What you need to do –
Report every line in the material below that contains the word "black", copying each such line in full.

Records to process –
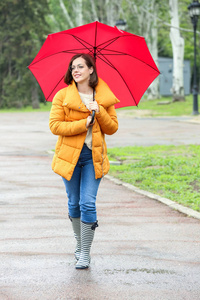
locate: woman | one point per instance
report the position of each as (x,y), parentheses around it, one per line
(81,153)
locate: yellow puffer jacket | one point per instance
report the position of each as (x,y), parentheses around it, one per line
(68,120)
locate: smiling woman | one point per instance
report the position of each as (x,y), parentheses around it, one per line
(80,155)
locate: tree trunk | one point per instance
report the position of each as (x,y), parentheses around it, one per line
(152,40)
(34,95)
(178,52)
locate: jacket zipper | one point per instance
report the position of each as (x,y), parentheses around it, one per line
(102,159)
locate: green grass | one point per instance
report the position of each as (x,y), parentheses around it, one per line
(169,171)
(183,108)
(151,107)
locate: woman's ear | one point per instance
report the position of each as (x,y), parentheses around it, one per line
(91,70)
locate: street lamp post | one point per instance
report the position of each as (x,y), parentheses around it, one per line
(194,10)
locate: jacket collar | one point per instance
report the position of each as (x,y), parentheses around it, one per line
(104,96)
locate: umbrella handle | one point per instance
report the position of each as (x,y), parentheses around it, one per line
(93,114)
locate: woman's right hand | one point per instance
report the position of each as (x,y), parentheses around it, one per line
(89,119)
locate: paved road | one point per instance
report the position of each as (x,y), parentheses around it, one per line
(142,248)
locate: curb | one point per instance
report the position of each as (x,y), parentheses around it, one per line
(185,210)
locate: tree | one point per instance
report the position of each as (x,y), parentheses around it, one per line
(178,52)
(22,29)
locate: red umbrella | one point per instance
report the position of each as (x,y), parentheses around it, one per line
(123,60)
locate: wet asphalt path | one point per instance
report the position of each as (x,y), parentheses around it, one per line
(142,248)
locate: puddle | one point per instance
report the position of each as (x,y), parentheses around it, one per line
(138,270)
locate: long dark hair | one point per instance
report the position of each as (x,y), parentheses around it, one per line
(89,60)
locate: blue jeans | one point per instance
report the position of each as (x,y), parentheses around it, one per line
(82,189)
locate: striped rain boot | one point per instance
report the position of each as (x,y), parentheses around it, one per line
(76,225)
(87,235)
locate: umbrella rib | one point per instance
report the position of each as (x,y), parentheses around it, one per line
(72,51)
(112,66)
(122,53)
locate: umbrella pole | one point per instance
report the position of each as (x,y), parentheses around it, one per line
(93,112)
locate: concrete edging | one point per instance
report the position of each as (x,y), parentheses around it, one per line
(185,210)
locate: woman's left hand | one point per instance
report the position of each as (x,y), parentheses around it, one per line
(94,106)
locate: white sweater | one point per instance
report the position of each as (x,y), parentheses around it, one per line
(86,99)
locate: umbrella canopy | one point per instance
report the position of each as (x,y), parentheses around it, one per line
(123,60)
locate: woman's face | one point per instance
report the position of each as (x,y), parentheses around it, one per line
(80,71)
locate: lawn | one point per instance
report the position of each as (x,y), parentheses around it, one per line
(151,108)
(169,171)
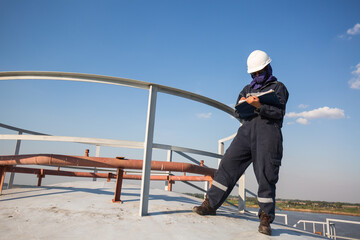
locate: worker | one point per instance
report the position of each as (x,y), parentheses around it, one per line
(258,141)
==
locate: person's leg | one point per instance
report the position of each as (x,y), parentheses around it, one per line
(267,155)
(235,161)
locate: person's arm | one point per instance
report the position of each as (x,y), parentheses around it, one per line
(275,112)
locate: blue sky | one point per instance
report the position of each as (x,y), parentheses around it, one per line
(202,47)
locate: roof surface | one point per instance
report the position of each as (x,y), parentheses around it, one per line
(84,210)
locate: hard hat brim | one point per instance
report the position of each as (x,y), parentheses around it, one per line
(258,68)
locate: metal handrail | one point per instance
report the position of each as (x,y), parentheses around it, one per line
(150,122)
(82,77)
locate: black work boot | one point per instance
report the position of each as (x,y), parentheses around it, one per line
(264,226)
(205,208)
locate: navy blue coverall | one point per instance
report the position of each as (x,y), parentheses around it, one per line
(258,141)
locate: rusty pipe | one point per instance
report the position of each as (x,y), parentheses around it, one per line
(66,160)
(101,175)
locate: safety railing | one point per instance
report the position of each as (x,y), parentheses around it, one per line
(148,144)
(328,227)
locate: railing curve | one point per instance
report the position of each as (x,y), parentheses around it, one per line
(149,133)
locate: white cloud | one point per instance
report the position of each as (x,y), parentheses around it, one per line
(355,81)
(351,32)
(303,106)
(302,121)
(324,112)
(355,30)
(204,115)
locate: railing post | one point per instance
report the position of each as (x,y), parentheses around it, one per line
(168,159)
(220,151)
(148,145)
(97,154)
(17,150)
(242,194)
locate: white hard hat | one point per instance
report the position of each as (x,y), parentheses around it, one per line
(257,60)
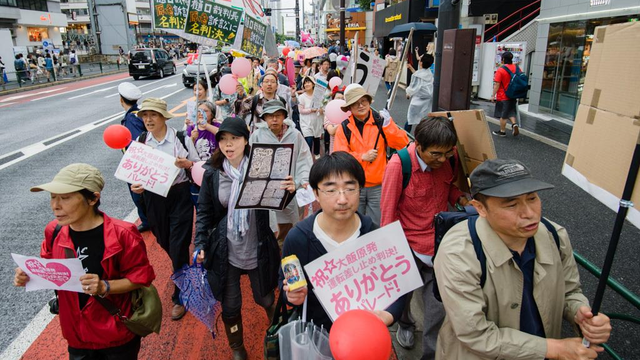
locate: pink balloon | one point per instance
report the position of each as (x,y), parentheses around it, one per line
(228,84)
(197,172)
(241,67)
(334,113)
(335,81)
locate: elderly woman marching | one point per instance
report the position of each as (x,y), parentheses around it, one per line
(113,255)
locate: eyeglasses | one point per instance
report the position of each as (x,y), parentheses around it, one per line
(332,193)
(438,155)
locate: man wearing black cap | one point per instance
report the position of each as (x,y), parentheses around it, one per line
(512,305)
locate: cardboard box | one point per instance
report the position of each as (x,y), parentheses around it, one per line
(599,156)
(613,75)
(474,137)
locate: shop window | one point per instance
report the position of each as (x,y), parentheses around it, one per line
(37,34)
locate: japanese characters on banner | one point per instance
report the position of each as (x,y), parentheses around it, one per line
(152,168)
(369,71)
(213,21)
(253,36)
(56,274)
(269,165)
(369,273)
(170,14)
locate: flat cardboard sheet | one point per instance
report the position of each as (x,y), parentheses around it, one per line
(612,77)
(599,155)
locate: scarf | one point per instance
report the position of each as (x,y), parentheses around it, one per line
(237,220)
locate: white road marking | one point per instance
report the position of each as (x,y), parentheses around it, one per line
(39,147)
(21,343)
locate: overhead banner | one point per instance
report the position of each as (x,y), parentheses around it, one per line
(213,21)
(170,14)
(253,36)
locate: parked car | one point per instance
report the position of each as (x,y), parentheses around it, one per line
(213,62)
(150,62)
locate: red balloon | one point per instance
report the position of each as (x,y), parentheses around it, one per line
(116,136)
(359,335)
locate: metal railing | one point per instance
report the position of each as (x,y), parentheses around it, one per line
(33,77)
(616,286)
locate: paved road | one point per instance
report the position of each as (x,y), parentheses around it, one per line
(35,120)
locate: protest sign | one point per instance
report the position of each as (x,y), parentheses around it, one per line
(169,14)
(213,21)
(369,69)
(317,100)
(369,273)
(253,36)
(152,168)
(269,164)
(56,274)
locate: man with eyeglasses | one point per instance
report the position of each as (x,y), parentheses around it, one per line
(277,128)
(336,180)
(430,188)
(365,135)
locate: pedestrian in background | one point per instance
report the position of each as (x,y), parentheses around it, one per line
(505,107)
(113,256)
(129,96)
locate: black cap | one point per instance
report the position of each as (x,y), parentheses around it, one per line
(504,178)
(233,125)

Solution below –
locate: black work boot | one point per instance
locate: man wearing black cap | one point per instance
locate: black cap | one point per instance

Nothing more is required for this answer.